START SUPPLIED MATERIAL

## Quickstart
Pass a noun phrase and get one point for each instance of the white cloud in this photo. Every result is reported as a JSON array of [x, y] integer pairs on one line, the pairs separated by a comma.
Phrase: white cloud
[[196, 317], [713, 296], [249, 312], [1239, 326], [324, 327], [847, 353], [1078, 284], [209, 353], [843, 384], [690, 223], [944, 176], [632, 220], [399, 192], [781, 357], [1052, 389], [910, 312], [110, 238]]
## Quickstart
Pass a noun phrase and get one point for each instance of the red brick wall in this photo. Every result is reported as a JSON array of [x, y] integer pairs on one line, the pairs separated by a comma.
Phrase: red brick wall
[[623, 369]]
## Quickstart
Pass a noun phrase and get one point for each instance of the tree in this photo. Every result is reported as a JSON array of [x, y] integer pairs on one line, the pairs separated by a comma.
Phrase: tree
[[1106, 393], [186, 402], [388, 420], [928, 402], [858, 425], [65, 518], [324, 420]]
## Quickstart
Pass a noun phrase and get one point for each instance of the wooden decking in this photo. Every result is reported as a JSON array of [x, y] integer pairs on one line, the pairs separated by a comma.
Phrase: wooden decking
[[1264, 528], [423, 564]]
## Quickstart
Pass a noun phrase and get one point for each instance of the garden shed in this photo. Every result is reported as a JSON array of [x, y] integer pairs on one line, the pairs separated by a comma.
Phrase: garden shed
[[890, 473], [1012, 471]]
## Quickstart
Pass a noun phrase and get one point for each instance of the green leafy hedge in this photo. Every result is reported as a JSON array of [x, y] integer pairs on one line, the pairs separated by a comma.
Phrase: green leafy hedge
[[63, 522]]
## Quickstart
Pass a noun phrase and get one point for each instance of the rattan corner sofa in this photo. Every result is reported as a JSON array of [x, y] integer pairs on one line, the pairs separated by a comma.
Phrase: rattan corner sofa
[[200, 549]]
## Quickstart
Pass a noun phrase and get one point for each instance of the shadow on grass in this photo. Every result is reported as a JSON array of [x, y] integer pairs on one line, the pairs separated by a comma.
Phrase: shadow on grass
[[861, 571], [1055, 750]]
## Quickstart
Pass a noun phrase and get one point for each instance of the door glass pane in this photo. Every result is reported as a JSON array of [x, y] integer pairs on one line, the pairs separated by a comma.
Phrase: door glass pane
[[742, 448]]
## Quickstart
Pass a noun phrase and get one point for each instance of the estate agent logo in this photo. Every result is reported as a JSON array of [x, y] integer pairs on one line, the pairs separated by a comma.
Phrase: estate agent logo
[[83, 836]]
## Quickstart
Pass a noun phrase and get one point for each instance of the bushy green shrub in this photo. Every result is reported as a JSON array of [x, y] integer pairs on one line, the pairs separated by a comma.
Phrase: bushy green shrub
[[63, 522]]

END SUPPLIED MATERIAL

YOUR OBJECTIVE
Please return all of the entries above, exactly and completely.

ANSWER TO THIS TASK
## Quickstart
Pass a noun phrase and get one point for each instance of the white cloud in this photo. Every result is reported as a JSON array of [x, y] integer pairs on one line, the pairs separated by a comma.
Phrase: white cloud
[[196, 317], [713, 296], [249, 312], [1239, 326], [324, 327], [847, 353], [1078, 284], [209, 353], [843, 384], [690, 223], [944, 176], [632, 220], [399, 192], [781, 357], [1052, 389], [910, 312], [110, 238]]
## Quickstart
Pass a noun phrase and get one point for each instance of the red brick wall in this photo. Every result is reported as a JSON array of [x, y] integer pairs on one line, the pairs separated by a comma.
Phrase: red brick wall
[[623, 369]]
## Quickstart
Pass a noun phrase and get one point for each instance of the tree in this photo. Every result is reported as a JSON array of [x, y] integer pairs on one line, the pairs separated by a comma.
Phrase: tree
[[1106, 393], [186, 402], [388, 420], [928, 402], [858, 425], [65, 518], [324, 420]]
## Quickstart
Pass a noun phrase and get one point for each instance of the wooden decking in this photo. Every result is reported as a JSON array of [x, y] integer pairs on one line, the pairs separated by a comma.
Phrase: wooden decking
[[1264, 528], [423, 564]]
## Quickstart
Pass a noun phrase and get one point for each instance of the garden shed in this photo. Every result is reported as a JSON array of [x, y] integer pairs on one line, the pairs separated by a comma.
Phrase: garden shed
[[890, 473], [1012, 471]]
## Quickstart
Pass a noun phrase and get one point for each instance of the green leafy hedge in this photo. Every result is reported as a JSON array of [x, y] integer pairs on one line, the pairs separated by a comma.
Phrase: green leafy hedge
[[63, 522]]
## Quickstart
Pass a noun phrase and get one point for each instance of the rattan corner sofa in this photo. Every result is reported as a JSON array of [x, y] integer pairs on one line, the pairs separated by a comma.
Phrase: rattan corner sofa
[[200, 549]]
## Quickstart
Pass a noun phrase and get one point for each instance of the shadow on grass in this photo. Every result is reported as a JSON array of [x, y] integer pairs on one line, the pairs separated by a comma.
Phrase: shadow on grass
[[861, 571], [1055, 750]]
## Quickstart
Pass a noun phrase and get one point for each instance of the door glass pane in this photo. Every result is reported as a JSON array of [x, y] integer pairs on one line, the pairs separated by a comma.
Phrase: door glass pane
[[742, 448]]
## Quickstart
Pass a noun phrase and get one point for each instance of the estate agent logo in this photo. Every result is reported as a JSON array of [x, y] integer pairs on one line, the pairs separated by a comma.
Phrase: estate agent logo
[[83, 836]]
## Quickstart
Pass a noun phrase and get one point for each instance of the bushy green shrub in this photo. Every result is reported as a JSON array of [x, y] integer pairs on one line, the pairs separated by a comma.
Phrase: bushy green shrub
[[63, 522]]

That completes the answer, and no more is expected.